START EXTRACTED DATA
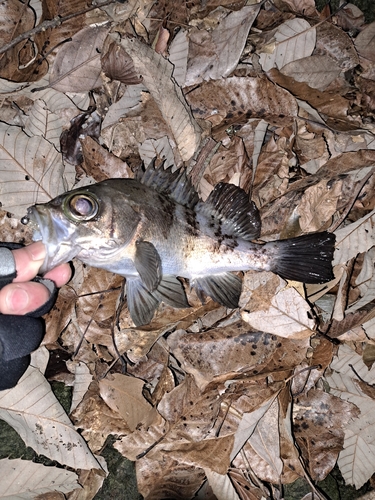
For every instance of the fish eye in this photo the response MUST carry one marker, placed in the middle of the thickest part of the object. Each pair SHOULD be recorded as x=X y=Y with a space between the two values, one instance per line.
x=81 y=207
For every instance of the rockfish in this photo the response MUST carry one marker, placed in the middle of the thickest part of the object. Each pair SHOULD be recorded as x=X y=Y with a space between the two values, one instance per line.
x=156 y=229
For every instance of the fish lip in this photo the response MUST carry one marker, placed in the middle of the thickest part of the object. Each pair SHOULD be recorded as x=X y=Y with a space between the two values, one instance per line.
x=41 y=232
x=56 y=235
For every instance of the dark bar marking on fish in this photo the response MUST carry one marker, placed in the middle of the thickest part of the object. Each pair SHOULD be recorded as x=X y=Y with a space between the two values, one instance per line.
x=155 y=230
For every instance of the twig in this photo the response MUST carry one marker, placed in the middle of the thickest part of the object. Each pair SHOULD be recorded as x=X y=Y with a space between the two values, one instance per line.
x=53 y=23
x=350 y=205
END EXTRACTED DATA
**TASK DESCRIPTION:** Every line above should be duplicated exactly; the pictures are to be left out.

**RESPONSE BOX:**
For every instance of the fish eye in this photo the response MUST carry one marker, placed in the middle of the thickest part of the object. Each pair SHOULD be recorded as x=X y=Y with a space between the two values, one instance per line.
x=81 y=207
For every instance of the rockfish in this photo the response MUST carry one marker, placed in the middle of the thickest part of the object. Each pair SHOULD be recorded as x=X y=Y with a space between the two values, one instance per line.
x=156 y=229
For every instance of the fish lip in this photo the response MUST carry one marker, placed in the middle of the thickest part of the object. Each pair SHOULD be recorded as x=X y=Y with a space between the two values, one instance per line.
x=41 y=232
x=56 y=235
For every instance of the dark bar marking on fish in this photo the response MUST carry one marker, placed in the middle of the thickest part of the object. Each pair SHOULD be recorded as x=X y=Y with a space between the two values, one instance per line.
x=155 y=230
For every instance of the twig in this photo the response MUST carry one marker, placed in the middle of the thickest part of the object. Each pair SHOULD be recorded as x=X y=Y with a space between the two values, one instance per line.
x=53 y=23
x=350 y=205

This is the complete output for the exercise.